■ **WHAT YOU NEED TO DO**:
Scan the entries that follow for the word "checker", then report every line in which it appears.

--- PROVIDED DATA ---

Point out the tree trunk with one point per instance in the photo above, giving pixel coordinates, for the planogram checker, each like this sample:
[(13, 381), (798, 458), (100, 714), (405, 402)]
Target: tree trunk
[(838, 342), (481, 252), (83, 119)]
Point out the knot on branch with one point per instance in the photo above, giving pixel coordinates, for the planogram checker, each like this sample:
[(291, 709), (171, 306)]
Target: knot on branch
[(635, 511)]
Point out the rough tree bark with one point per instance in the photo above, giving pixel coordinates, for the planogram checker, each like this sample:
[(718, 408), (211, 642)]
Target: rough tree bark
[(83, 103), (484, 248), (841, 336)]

---

■ **SOLUTION TO THIS EXERCISE**:
Point out the tree trunk with one point per instance in the photo above, giving pixel coordinates, for the planogram checker, each like this sample:
Point out the knot on branch with one point per instance in the photo above, giving pixel coordinates, for the planogram checker, each like this sample:
Point out the rough tree bark with one point per instance in the photo above, giving pixel coordinates, for the planogram checker, each like this sample:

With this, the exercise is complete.